### Exercise
List every line of the records that contains the word "stone". Matching is case-sensitive.

### Data supplied

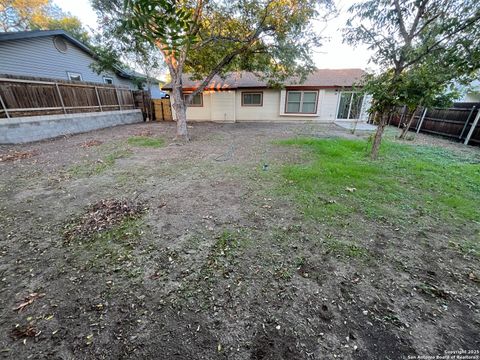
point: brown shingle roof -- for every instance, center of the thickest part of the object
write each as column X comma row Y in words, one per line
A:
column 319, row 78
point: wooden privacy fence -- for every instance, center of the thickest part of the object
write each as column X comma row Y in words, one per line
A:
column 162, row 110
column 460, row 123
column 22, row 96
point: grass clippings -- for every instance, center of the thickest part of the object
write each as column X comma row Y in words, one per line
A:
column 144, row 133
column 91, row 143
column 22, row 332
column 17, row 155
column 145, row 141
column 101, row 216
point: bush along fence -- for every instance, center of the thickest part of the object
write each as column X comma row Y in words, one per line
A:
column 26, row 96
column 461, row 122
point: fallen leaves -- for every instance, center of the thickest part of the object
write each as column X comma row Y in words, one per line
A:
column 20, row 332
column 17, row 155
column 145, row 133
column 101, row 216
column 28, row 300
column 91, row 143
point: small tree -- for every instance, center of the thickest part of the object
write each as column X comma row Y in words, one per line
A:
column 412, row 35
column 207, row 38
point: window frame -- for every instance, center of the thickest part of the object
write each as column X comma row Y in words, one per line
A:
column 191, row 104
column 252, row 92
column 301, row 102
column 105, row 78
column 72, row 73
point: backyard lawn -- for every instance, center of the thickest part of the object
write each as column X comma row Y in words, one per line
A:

...

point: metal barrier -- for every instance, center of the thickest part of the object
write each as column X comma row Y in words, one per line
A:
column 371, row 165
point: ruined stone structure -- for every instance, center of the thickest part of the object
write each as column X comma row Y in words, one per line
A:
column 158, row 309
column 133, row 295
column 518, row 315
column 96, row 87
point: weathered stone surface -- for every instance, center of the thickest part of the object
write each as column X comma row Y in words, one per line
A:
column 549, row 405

### Exercise response
point: ruined stone structure -- for every instance, center of the thickest part of the object
point: weathered stone surface -- for every instance, center of the thickest part of the object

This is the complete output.